WHAT THIS TASK INVOLVES
Can you edit these items by replacing "screenshot" with "photo" throughout, changing nothing else, and leave the pictures out of your answer?

RECORDS PROVIDED
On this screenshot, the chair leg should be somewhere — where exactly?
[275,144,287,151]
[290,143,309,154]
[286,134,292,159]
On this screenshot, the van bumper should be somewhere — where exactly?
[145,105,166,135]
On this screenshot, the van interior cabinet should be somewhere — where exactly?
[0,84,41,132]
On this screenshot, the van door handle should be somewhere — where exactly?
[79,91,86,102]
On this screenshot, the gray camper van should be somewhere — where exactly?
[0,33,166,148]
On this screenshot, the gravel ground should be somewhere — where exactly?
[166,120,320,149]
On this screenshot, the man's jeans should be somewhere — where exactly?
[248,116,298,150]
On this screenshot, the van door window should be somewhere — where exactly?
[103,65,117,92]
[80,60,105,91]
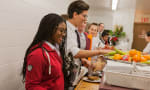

SOLUTION FOR THIS EXERCISE
On this photo, the chair leg should be somewhere — where exactly?
[275,144,287,151]
[290,143,309,154]
[286,134,292,159]
On this photo, the van bumper should be somewhere — where exactly?
[145,105,166,135]
On this photo, the van interior cabinet should be somewhere — where exactly?
[0,84,41,132]
On this photo, the van door handle should be somewhere — where exactly?
[79,91,86,102]
On this photo, the gray camper van should be somewhere — where exactly?
[0,33,166,148]
On this photo, the gravel ground should be somewhere — where exactly?
[166,120,320,149]
On this photo, the man's jeans should be somewhere — where exactly?
[248,116,298,150]
On this photo, the van door window should be somewhere — where exactly?
[103,65,117,92]
[80,60,105,91]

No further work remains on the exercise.